◆ **TAREFA CURTA 1**
Qual é a aposta apresentada no trecho sobre imóveis para São Paulo e o Rio?
◆ **TAREFA CURTA 2**
Reescreva a passagem do trecho sobre imóveis que vai de "Quais apostas podemos" até "ambas as cidades.", substituindo "crise braba" por "crise grave".

◆ **TRECHO DO DOCUMENTO**
* * *

O que parece é que em SP há mais equilíbrio entre a racionalidade financeira e a necessidade de moradia, já no Rio não parece haver. Parece ser outra coisa.

Faz sentido comprar para morar ou para investir em São Paulo, dado o retorno possível com aluguéis, já no Rio me parece que não há sentido em comprar, uma vez que o aluguel corresponde a 0,25, 0,25% do valor do imóvel.

Quais apostas podemos fazer?

Após a crise braba que o Brasil está passando, os preços dos imóveis vão subir em São Paulo? Cair no Rio?

Ou vocês acreditam que essa diferença se sustenta apenas pelo diferencial geográfico?

A minha aposta é que, em algum momento, haverá equilíbrio financeiro, como sempre houve, entre o preço dos aluguéis e de venda, em ambas as cidades.

* * *

◆ **DADOS FORNECIDOS**
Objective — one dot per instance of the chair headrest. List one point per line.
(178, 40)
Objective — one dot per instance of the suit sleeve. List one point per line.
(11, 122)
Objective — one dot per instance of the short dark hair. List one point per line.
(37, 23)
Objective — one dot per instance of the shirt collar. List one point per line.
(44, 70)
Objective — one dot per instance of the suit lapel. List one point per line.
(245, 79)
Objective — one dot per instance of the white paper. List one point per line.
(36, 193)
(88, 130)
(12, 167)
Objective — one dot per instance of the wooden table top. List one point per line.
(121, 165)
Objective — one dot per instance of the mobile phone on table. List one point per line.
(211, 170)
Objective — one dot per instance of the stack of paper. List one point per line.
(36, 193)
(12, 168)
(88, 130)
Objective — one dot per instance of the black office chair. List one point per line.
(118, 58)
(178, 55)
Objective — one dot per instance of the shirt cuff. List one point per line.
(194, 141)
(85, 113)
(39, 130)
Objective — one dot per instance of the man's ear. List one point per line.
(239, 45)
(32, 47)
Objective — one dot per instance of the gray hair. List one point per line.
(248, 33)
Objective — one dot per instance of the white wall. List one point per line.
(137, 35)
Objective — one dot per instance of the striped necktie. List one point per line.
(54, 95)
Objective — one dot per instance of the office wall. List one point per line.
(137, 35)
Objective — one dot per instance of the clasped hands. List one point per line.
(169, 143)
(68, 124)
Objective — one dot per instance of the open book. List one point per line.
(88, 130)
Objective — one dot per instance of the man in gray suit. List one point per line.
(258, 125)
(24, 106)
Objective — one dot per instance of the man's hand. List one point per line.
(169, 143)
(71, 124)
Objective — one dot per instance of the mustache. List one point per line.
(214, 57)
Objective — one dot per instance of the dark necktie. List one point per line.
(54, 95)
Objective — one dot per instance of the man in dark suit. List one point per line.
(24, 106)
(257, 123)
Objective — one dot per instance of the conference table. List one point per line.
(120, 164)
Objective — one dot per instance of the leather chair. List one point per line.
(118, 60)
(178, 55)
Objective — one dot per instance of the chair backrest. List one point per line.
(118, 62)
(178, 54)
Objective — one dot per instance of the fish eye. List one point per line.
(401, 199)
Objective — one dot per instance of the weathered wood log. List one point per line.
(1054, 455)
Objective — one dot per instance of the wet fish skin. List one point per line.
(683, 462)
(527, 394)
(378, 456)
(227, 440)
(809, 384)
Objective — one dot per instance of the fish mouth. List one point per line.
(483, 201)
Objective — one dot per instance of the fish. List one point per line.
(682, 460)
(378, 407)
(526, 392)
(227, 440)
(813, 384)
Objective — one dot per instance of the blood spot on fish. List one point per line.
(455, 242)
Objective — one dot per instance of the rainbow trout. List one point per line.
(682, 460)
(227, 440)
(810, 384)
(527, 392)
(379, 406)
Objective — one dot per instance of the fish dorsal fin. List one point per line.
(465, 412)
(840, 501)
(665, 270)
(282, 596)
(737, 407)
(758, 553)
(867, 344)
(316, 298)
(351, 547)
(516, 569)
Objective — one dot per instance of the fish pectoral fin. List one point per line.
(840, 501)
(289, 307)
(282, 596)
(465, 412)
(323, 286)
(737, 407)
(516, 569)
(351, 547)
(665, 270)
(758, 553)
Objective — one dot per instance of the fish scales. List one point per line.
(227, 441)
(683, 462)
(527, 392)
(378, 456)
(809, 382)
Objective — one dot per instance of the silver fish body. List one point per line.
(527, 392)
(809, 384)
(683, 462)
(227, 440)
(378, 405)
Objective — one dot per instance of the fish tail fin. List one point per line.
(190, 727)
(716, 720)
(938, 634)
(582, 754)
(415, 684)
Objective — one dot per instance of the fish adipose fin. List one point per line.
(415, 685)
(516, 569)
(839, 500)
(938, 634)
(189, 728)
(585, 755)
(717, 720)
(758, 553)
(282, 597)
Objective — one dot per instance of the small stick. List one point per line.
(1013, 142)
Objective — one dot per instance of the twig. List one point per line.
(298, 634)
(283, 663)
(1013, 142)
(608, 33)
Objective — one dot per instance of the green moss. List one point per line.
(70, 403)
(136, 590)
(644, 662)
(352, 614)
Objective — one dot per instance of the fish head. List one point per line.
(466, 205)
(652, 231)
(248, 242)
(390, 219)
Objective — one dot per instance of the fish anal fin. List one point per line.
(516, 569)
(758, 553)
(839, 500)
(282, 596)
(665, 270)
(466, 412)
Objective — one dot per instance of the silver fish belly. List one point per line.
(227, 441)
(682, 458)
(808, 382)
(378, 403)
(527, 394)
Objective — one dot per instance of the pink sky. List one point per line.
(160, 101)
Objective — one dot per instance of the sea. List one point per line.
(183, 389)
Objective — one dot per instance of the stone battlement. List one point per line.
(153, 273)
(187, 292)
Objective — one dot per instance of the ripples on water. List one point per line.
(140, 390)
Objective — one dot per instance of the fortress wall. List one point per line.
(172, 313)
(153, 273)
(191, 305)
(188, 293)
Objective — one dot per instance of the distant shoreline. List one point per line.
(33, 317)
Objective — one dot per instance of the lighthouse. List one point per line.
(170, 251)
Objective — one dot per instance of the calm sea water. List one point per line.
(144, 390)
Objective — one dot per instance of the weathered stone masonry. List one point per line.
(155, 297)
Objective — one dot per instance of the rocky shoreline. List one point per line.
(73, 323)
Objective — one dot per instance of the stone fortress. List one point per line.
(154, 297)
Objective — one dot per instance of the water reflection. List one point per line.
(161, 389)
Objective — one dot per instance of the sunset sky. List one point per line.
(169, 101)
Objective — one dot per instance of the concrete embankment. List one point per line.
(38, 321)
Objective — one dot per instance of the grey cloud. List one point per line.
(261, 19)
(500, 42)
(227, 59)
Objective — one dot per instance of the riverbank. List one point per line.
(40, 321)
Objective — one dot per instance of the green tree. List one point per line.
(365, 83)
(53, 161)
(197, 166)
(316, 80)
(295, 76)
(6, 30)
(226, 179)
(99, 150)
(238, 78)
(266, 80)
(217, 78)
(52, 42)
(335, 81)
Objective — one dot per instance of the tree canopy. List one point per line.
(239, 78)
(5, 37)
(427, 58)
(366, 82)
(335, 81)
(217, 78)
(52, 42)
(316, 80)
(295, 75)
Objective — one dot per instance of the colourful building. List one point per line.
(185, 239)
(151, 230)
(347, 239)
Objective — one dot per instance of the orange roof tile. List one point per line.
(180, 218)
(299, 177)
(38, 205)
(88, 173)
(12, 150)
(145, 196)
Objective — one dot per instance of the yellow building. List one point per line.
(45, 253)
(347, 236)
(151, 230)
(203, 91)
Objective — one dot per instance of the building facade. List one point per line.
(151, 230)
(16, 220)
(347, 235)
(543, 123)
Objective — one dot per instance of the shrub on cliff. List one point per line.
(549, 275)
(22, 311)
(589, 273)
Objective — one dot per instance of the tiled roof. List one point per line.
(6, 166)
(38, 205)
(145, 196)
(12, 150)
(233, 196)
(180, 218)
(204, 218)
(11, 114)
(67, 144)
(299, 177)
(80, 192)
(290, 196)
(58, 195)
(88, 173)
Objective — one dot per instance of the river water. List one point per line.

* * *

◆ **RESPOSTA ESPERADA 1**
Que, em algum momento, haverá equilíbrio financeiro entre o preço dos aluguéis e o de venda nas duas cidades.

◆ **RESPOSTA ESPERADA 2**
Quais apostas podemos fazer?

Após a crise grave que o Brasil está passando, os preços dos imóveis vão subir em São Paulo? Cair no Rio?

Ou vocês acreditam que essa diferença se sustenta apenas pelo diferencial geográfico?

A minha aposta é que, em algum momento, haverá equilíbrio financeiro, como sempre houve, entre o preço dos aluguéis e de venda, em ambas as cidades.